My power lunch started with an Island Breeze Punch or some such, a lovely drink of Campari, limoncello, cassis and lemon topped with Prosecco. We had a great luxurious two plus hour lunch as business people do, and left around 4pm. The restaurant was peaceful between the lunch and dinner crowds. We cycled home at dusk to children wondering why their unrelenting demands for tea had not yet been satisfied.

The Christmas decorations are up. Little house in Oxford is ready for Santa.


  1. As part of our business lunch we discussed the blogging business. So we are experimenting with new and improved comments. Is this format easier?

  2. I definitely agree that you should take more time away from nursing. I still think there's a market for a Nurse Julie blog for patient advocacy and advice. But I don't want to give away the whole idea here or someone will steal it. I'll have my people call your people.

    Also, you need to know that power lunches where drinks are consumed with out around the time that yellow neckties came in. There are a few exceptions, the "team holiday lunch" used to be an exception...but these days if there aren't clients present, most places don't let you expense the lunch...and when you're splitting the check it's funny how the drink orders are minimized.

  3. And yes, this seems easier for me to comment.

  4. Thanks for your encouragement, it all helps. Writing as someone who doesn't know you, the first time I read something from your blog it made me laugh so much I snorted tea over the keyboard - I think you have a future in it! And I hope you had a brilliant time in Branca - I would be happy with just a loaf or three of their rosemary bread...

  5. Keep blogging. Set a schedule for it if daily is too much. Regularity is very very helpful.

    Wait with nursing.

    There. Opinionated as always.

    Oh, very nice comment section!

  6. Nurse Julie is going to get sued! Scared of Nurse Julie blog unless it's like Dr. Laura, just utter bullsh*t that can't possibly be thought of as real advice.

  7. I agree: don't do anything that could put you in jail. There's plenty out there to write about. Stay safe.

  8. Great! Just when I figured out how to comment
    on your blog, you go & change it. I will try
    this new thing.

    Maybe you should just continue writing, if not
    a blog then something else?

  9. Welcome back, Faye! Good trip?

  10. Do people sue Dear Abby? Like most people these days, I don't actually subscribe to a newspaper, so I haven't kept up. But she had a long and loyal readership while providing the same advice over and over. We eventually learned it all, and now America's cultural tenets embrace basic late 20th Century pop-psychology espoused by the Friedman sisters, including "seek professional help." We don't need Dear Abby anymore.

• _Data drawn from a collection_
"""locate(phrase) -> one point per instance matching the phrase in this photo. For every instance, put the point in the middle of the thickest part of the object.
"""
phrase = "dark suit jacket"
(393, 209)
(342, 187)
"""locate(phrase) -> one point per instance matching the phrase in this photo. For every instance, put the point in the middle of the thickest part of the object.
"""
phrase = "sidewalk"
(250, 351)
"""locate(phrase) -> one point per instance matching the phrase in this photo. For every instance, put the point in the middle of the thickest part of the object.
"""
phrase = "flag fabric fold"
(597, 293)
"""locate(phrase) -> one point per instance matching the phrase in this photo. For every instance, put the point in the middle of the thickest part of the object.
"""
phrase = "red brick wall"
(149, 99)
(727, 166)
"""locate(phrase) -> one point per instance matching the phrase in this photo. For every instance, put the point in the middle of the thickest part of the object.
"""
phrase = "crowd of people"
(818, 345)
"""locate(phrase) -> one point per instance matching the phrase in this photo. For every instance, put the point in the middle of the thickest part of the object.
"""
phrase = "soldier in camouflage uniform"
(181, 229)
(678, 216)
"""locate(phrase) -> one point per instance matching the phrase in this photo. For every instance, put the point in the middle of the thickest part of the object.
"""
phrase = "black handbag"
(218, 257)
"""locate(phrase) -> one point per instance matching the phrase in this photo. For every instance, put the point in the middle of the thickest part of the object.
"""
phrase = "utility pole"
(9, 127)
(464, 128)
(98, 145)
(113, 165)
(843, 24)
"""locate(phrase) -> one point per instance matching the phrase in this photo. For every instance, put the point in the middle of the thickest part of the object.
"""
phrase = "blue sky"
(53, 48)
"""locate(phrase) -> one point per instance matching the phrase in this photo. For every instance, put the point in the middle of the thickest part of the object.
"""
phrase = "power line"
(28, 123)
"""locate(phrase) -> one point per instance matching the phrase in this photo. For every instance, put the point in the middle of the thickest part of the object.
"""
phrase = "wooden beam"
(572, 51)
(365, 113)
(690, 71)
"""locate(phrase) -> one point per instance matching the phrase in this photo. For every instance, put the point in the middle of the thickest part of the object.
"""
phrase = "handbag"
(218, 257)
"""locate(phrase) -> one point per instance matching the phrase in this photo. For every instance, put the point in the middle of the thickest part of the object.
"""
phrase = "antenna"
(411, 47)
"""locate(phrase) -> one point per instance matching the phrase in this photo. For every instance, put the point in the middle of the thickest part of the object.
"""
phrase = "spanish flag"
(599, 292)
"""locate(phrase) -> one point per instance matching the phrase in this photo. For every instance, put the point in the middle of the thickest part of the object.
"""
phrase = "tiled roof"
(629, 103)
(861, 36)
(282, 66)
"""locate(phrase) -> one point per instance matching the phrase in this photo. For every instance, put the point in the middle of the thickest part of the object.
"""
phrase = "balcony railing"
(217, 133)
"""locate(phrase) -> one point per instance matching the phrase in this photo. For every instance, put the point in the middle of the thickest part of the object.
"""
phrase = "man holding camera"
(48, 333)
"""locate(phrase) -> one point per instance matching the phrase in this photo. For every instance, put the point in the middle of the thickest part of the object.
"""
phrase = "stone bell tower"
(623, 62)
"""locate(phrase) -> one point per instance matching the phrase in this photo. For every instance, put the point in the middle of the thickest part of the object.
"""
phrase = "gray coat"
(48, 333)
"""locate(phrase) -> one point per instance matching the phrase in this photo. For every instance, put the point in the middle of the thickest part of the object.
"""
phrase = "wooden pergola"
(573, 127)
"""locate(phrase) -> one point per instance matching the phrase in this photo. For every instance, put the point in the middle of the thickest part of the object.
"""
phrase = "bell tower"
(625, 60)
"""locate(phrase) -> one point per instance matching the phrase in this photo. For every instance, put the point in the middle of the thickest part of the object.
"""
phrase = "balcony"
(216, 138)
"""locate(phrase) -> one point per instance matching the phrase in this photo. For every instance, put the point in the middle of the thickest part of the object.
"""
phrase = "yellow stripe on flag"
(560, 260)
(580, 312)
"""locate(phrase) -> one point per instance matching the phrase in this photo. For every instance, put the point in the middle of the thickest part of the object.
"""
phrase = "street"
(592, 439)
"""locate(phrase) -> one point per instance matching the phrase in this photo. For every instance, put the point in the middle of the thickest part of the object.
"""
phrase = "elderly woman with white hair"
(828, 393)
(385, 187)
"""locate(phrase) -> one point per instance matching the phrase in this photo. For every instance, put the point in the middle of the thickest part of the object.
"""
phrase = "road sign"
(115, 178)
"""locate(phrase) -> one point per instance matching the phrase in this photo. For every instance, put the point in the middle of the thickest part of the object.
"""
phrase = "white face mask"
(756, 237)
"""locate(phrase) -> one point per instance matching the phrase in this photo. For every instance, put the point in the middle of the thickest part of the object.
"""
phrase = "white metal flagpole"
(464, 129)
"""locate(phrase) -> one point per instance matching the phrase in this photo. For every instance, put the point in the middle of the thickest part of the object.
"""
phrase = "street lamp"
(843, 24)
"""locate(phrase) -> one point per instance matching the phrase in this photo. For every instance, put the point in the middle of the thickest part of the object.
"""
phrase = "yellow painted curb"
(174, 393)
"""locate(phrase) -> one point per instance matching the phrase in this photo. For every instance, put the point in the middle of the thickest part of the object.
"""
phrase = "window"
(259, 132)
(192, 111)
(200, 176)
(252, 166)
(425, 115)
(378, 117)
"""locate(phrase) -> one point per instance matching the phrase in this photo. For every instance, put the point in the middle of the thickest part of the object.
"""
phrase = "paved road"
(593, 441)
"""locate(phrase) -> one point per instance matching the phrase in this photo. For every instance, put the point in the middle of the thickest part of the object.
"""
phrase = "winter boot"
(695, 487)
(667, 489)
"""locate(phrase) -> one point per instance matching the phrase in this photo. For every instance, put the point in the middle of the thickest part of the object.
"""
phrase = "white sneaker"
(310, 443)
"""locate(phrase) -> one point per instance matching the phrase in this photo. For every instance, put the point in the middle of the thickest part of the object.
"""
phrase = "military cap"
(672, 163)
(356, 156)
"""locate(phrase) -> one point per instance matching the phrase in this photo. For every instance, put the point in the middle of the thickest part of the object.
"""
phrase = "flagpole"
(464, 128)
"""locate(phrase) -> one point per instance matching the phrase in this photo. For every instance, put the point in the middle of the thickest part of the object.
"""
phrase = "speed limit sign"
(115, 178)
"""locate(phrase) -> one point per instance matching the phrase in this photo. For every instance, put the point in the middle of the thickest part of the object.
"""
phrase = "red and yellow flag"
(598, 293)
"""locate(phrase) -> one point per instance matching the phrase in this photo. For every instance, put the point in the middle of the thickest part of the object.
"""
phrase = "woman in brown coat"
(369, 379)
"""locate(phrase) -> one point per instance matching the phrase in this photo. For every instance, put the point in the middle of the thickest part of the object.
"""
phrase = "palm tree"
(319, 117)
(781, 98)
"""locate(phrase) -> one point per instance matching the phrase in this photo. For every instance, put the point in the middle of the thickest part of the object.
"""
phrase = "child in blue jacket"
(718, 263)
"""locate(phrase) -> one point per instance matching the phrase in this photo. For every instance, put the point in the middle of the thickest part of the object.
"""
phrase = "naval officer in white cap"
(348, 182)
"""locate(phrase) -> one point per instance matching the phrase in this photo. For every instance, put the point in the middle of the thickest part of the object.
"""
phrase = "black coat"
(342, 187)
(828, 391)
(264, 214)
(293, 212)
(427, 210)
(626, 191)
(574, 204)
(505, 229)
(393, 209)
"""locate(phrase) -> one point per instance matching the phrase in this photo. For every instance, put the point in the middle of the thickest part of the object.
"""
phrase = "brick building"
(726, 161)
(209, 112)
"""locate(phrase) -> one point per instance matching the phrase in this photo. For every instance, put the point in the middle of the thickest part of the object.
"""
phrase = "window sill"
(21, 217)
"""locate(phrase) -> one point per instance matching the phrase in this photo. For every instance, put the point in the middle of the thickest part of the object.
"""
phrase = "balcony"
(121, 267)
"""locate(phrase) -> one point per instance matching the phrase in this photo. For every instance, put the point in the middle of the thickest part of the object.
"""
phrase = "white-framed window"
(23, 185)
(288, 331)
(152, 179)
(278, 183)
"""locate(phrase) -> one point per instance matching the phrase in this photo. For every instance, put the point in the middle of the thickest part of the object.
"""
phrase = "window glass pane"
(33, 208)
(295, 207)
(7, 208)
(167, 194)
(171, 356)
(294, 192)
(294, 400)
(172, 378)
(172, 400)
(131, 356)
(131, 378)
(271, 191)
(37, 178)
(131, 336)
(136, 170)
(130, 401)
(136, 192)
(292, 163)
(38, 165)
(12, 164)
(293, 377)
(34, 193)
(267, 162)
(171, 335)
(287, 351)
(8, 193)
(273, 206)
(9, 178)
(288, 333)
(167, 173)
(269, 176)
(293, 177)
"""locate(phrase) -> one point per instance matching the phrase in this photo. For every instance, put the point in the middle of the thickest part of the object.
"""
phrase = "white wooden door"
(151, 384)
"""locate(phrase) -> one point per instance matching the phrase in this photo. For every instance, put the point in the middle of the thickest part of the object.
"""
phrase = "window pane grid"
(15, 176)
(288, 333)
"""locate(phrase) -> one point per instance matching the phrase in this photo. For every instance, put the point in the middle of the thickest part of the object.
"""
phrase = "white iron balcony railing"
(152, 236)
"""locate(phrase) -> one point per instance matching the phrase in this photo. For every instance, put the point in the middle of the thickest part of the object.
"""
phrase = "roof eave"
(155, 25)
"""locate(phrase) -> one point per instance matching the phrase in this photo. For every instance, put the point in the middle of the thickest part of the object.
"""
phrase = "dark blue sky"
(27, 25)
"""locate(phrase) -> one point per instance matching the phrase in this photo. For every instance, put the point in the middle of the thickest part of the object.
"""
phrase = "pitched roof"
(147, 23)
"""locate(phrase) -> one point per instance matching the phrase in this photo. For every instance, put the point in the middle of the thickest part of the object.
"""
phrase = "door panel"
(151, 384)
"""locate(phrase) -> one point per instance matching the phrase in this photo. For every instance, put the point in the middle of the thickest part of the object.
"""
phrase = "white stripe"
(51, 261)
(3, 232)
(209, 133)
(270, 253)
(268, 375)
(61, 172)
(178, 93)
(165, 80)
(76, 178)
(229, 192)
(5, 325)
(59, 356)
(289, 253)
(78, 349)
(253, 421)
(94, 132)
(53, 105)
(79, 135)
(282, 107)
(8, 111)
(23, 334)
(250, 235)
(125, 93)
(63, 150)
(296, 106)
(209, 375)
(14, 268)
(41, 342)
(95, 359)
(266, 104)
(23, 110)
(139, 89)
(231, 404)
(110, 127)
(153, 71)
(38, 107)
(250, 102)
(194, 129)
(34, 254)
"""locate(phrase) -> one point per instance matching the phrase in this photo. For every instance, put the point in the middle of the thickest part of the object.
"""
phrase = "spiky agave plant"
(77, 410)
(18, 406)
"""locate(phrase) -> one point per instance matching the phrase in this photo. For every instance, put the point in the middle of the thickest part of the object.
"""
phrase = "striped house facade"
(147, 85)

• _WHAT THIS TASK INVOLVES_
Reproduce the part of the blog excerpt between "2. I definitely" and "me to comment.", inclusive, replacing "nursing" with "teaching". The material above bears no relation to the blog excerpt.

• _SOLUTION BELOW_
2. I definitely agree that you should take more time away from teaching. I still think there's a market for a Nurse Julie blog for patient advocacy and advice. But I don't want to give away the whole idea here or someone will steal it. I'll have my people call your people.

    Also, you need to know that power lunches where drinks are consumed with out around the time that yellow neckties came in. There are a few exceptions, the "team holiday lunch" used to be an exception...but these days if there aren't clients present, most places don't let you expense the lunch...and when you're splitting the check it's funny how the drink orders are minimized.

  3. And yes, this seems easier for me to comment.